Your instructions: Give again, exactly, every line of the entries below from the one that has "Query: low shrub" to the last.

Listed records:
=== Section Start ===
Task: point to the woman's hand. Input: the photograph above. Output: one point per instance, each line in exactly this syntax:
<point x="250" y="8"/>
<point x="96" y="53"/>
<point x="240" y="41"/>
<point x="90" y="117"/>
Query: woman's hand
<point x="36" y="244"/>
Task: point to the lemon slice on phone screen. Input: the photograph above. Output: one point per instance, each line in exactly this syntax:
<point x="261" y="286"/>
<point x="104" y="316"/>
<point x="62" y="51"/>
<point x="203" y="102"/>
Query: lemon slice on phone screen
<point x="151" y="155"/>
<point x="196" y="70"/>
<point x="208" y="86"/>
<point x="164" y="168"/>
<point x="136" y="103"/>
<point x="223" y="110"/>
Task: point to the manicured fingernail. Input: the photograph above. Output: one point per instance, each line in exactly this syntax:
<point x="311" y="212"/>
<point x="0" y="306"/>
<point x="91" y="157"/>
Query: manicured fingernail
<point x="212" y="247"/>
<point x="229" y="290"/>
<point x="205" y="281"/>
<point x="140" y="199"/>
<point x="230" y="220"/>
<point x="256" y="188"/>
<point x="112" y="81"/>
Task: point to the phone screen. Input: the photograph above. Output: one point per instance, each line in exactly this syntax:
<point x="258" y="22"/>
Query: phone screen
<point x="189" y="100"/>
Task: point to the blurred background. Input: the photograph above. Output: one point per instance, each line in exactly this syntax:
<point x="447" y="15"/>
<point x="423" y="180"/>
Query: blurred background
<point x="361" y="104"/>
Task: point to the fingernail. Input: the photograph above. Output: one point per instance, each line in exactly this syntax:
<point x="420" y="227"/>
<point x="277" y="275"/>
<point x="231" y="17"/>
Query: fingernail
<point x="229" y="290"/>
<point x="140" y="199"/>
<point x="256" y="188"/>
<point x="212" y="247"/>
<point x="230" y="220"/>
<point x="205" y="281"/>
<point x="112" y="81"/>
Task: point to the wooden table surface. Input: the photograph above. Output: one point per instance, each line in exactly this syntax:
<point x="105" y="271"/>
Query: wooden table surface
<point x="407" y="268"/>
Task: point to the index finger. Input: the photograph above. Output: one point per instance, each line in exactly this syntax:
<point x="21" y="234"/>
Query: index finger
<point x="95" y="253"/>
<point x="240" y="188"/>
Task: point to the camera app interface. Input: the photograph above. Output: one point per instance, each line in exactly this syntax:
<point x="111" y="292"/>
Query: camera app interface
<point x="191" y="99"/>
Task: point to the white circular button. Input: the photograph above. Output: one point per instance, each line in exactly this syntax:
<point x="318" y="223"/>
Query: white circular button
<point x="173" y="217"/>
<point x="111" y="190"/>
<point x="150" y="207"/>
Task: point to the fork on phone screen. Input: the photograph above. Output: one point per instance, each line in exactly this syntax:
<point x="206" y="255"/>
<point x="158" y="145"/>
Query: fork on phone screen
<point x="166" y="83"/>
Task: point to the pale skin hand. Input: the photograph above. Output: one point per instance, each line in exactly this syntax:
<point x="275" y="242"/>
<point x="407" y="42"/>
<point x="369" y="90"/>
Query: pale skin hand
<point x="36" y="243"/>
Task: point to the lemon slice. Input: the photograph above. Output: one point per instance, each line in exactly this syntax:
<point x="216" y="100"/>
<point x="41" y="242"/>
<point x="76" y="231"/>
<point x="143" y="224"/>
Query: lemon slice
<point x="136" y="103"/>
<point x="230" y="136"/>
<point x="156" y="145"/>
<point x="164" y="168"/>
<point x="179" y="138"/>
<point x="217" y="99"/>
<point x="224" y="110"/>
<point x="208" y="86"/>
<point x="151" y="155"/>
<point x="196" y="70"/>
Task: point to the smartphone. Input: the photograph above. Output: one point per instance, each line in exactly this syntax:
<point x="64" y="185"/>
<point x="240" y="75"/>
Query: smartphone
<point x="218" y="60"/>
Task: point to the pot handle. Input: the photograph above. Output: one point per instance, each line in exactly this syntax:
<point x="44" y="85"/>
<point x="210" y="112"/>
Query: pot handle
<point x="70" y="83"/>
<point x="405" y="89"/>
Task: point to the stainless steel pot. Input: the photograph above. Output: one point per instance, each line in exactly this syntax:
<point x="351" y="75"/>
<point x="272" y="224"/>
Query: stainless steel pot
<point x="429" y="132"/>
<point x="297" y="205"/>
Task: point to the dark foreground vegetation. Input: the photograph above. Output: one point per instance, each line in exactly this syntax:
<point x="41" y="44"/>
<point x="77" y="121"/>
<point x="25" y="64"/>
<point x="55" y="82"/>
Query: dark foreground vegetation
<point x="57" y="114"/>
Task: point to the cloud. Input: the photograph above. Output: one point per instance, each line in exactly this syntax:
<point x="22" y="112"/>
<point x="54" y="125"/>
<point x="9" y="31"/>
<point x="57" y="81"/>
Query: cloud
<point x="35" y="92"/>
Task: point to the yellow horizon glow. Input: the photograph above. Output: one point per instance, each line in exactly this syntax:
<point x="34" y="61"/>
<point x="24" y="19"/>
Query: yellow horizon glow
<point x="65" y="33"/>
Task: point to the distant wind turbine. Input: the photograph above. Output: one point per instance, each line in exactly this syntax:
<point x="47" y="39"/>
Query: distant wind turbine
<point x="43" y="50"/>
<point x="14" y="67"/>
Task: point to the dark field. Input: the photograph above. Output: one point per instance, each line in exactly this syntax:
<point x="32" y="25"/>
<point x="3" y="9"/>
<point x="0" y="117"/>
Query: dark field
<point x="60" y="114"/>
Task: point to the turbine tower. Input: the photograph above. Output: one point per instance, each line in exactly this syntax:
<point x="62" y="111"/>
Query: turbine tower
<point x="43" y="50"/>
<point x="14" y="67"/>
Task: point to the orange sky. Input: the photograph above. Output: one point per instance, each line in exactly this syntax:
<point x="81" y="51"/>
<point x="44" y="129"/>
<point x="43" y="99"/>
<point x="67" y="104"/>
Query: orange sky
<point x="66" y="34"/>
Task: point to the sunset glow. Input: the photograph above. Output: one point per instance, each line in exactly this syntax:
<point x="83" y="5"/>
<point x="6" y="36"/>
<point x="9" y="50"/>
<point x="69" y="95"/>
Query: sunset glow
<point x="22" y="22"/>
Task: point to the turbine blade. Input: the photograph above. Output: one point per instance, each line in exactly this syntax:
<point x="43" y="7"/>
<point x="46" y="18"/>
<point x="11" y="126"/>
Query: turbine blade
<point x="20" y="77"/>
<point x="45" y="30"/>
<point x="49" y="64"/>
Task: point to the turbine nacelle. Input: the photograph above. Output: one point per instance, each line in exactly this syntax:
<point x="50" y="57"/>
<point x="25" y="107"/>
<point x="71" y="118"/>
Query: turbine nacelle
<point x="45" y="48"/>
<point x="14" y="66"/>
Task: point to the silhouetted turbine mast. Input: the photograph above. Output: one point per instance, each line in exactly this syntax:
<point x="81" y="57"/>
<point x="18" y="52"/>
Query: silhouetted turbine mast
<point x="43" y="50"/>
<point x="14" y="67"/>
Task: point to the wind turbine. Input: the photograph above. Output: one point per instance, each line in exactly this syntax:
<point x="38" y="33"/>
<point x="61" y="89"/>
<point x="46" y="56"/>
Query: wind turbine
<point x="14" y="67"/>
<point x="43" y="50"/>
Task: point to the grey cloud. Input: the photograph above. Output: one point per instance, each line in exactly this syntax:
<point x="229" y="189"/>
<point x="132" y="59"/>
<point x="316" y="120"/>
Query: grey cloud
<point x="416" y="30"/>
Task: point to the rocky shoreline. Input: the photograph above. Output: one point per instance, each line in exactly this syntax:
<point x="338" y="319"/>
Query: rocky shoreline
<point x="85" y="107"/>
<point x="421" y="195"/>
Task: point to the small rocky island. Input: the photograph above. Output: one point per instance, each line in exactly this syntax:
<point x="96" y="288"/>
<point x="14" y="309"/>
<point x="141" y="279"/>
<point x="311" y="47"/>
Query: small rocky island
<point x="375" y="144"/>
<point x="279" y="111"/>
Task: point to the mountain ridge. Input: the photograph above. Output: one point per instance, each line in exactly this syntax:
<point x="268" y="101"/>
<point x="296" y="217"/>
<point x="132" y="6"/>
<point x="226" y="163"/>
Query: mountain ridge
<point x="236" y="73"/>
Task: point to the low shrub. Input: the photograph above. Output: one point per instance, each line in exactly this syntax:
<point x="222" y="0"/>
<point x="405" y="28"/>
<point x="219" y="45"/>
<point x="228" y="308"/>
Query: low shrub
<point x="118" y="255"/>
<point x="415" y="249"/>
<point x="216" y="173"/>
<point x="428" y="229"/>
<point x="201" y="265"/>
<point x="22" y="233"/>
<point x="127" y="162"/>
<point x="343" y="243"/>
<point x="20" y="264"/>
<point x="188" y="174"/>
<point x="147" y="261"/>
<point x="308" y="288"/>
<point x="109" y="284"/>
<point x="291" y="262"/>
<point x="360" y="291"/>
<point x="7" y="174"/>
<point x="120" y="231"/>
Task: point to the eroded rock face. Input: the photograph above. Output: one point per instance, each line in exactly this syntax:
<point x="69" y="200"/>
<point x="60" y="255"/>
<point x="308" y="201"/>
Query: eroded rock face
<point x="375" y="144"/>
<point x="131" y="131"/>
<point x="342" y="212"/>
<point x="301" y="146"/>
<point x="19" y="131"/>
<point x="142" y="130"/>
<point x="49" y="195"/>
=== Section End ===
Reply:
Query: low shrub
<point x="118" y="255"/>
<point x="415" y="249"/>
<point x="216" y="173"/>
<point x="428" y="229"/>
<point x="201" y="265"/>
<point x="22" y="233"/>
<point x="127" y="162"/>
<point x="343" y="243"/>
<point x="20" y="264"/>
<point x="188" y="174"/>
<point x="147" y="261"/>
<point x="308" y="288"/>
<point x="109" y="284"/>
<point x="291" y="262"/>
<point x="360" y="291"/>
<point x="7" y="174"/>
<point x="120" y="231"/>
Task: point to the eroded rock face. Input: the photograph above. Output: one point per instance, each line in exactly this syntax:
<point x="69" y="200"/>
<point x="60" y="255"/>
<point x="308" y="201"/>
Query: eroded rock face
<point x="375" y="144"/>
<point x="131" y="131"/>
<point x="342" y="212"/>
<point x="301" y="146"/>
<point x="19" y="131"/>
<point x="142" y="130"/>
<point x="49" y="195"/>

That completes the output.